■ EXERCISE AIM: A faithful, complete copy of the entries is the sole expected answer.

■ Point-per-instance localization data:
#####
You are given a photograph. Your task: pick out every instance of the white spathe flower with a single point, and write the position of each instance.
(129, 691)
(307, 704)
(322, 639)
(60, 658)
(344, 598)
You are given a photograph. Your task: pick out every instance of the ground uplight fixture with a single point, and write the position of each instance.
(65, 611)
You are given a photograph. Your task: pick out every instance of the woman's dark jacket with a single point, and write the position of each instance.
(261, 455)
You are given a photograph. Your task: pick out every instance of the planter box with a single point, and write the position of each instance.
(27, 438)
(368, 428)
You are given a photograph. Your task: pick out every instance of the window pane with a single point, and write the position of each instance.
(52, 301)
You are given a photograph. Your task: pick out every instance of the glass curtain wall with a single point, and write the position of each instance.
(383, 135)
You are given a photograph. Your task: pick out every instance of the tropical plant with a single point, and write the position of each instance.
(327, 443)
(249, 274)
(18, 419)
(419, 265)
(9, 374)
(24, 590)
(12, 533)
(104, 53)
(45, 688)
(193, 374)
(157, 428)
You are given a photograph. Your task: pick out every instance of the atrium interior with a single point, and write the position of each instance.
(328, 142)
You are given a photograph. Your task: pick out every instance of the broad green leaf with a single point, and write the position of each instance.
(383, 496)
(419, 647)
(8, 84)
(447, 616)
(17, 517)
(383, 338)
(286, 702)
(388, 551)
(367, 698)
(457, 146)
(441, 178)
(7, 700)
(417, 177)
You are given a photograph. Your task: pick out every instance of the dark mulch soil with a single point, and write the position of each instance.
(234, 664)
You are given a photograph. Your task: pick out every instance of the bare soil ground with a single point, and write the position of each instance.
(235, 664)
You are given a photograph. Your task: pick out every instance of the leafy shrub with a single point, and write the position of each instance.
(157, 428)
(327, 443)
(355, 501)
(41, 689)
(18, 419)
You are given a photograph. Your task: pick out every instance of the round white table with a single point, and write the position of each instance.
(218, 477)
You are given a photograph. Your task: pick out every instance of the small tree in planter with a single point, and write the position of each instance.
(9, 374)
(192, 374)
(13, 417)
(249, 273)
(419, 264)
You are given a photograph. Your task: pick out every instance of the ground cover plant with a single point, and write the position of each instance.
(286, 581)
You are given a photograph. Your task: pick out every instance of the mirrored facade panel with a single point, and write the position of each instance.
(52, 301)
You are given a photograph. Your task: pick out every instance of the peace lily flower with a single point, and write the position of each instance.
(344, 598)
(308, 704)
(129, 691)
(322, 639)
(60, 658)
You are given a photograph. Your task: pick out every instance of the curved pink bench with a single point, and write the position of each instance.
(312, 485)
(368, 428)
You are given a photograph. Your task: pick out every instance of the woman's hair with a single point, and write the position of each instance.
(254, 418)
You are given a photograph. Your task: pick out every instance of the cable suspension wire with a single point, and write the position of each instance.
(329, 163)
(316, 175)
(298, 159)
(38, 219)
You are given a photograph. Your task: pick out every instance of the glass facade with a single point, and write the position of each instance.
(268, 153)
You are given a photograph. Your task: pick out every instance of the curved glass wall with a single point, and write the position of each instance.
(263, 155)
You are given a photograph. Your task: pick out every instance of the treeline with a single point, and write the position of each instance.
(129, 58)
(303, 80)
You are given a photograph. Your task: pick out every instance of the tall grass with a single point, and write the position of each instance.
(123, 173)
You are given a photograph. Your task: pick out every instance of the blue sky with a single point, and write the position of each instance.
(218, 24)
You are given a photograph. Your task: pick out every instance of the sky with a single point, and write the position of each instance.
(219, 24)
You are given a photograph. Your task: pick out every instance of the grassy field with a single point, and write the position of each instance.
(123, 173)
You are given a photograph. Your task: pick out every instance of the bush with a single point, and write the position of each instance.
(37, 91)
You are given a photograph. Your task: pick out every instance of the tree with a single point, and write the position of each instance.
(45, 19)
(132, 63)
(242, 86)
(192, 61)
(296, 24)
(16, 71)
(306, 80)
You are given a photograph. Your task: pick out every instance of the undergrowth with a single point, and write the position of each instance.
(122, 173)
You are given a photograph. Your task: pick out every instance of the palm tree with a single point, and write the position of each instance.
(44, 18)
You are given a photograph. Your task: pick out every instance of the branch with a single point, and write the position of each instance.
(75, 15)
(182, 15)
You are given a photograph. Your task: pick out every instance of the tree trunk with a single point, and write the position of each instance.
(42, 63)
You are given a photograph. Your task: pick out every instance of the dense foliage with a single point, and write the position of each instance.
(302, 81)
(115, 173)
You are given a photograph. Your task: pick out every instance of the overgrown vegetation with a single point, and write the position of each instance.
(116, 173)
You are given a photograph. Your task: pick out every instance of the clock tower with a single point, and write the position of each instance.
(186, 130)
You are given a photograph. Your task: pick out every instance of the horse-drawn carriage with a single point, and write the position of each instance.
#####
■ WRITTEN RESPONSE:
You are given a photograph. Your task: pick out every instance of the white spathe flower with a single point, and write the position of each instance.
(129, 691)
(307, 704)
(322, 639)
(60, 658)
(344, 598)
You are given a photograph. Your task: pick out every instance of the ground uplight fixture with a single point, and write the position of each instance.
(65, 611)
You are given a photograph. Your task: pick out every instance of the woman's dark jacket with a single point, and write the position of each instance.
(261, 455)
You are given a photograph. Your task: pick out every instance of the planter box with a single point, and write the position of each instance.
(27, 438)
(368, 428)
You are given a photograph. Your task: pick out every instance of the window pane with a single point, and write the position of each instance.
(52, 301)
You are given a photograph. Your task: pick out every instance of the glass curtain wall with a single point, and write the position of each instance.
(383, 135)
You are given a photograph. Your task: pick out every instance of the tropical plant with a single point, and write the position of each instance.
(327, 443)
(249, 274)
(18, 419)
(419, 265)
(9, 374)
(24, 590)
(12, 533)
(104, 53)
(45, 688)
(193, 374)
(157, 428)
You are given a photograph. Your task: pick out every instance of the atrium interior with a single point, and write the position of each instance.
(328, 142)
You are given a photograph. Your task: pick out every instance of the broad green leaf with a single point, and write the position of each instance.
(383, 496)
(419, 647)
(8, 84)
(447, 616)
(17, 517)
(383, 338)
(286, 702)
(388, 551)
(367, 698)
(457, 146)
(441, 178)
(7, 700)
(417, 177)
You are given a photograph. Your task: pick out every instance of the dark mulch soil with a single point, and write the position of each instance.
(234, 664)
You are given a photograph. Your task: pick out every instance of the bare soil ground with a single point, and write the position of each instance.
(235, 664)
You are given a photograph. Your task: pick out every instance of the leafy shrub with a single point, and write the position of each instance.
(157, 428)
(327, 443)
(355, 501)
(41, 689)
(18, 419)
You are given a photograph. Your task: pick out every instance of the round white table with a single point, and write the position of each instance.
(218, 477)
You are given a photograph. Your task: pick out every instance of the small tree in planter with a single point, and write the position of each instance.
(9, 374)
(192, 374)
(13, 417)
(249, 273)
(419, 264)
You are given a photograph. Your task: pick out every instance of the ground cover plant with a single point, and write the position of each instance.
(286, 581)
You are given a photograph. Your task: pick out every instance of the mirrored facade panel with a single point, and write the position of each instance.
(52, 301)
You are given a photograph. Your task: pick out every instance of the peace lily flower with a single point, and write the position of each instance.
(344, 598)
(308, 704)
(129, 691)
(322, 639)
(60, 658)
You are given a photograph. Your task: pick out every instance of the curved pink bench with a single point, and write the position of each instance.
(312, 485)
(368, 428)
You are given a photograph. Your task: pick out every instance of the woman's hair with a single point, and write the position of each instance.
(254, 418)
You are given a photograph. Your task: pick out every instance of the cable suspension wire with a single point, and write the position of each instance.
(329, 163)
(316, 175)
(298, 159)
(38, 219)
You are given a photograph. Your task: pick out every instance of the glass facade with a single point, and write the position of each instance.
(268, 153)
You are given a photograph. Your task: pick out every instance of the curved glass wall with a single point, and write the position of each instance.
(263, 155)
You are given a photograph. Your task: pick out every instance of the treeline with a single point, and write the position of each instance.
(129, 58)
(303, 80)
You are given a photograph. Your task: pick out every instance of the tall grass with a single point, and write the position of each instance.
(123, 173)
You are given a photograph. Your task: pick out every instance of the blue sky with a single point, and write the position of each instance.
(218, 24)
You are given a photograph. Your task: pick out every instance of the sky with a single point, and write the position of each instance.
(219, 24)
You are given a photograph. Your task: pick out every instance of the grassy field with a single point, and write the position of each instance.
(123, 173)
You are given a photograph. Your task: pick out every instance of the bush with a single point, and write the position of each instance.
(37, 91)
You are given a photograph. Your task: pick out every instance of the tree with a single point, and write the position of each instance.
(45, 19)
(132, 63)
(242, 86)
(192, 61)
(296, 24)
(16, 71)
(306, 80)
You are given a photograph. Your task: pick out every instance of the undergrowth with a single point, and write the position of each instance.
(122, 173)
You are given a photograph. Your task: pick out every instance of the palm tree with a single point, and write the position of each instance.
(44, 18)
You are given a photograph. Your task: pick out every instance of the branch with a single point, and write the position of each instance.
(75, 15)
(182, 15)
You are given a photograph. Your task: pick out every instance of the tree trunk with a single point, and write the position of each instance.
(42, 63)
You are given a photograph. Your task: pick out every instance of the dense foliage with a single point, and write the position of each instance.
(302, 81)
(115, 173)
You are given a photograph. Your task: pick out every instance of the overgrown vegetation with a single point, and write the position of each instance.
(116, 173)
You are given a photograph. Your task: pick out every instance of the clock tower with a single point, and write the position of each instance.
(186, 130)
You are given a photograph. Your task: pick out every instance of the horse-drawn carriage with a single point, and write the position of each instance.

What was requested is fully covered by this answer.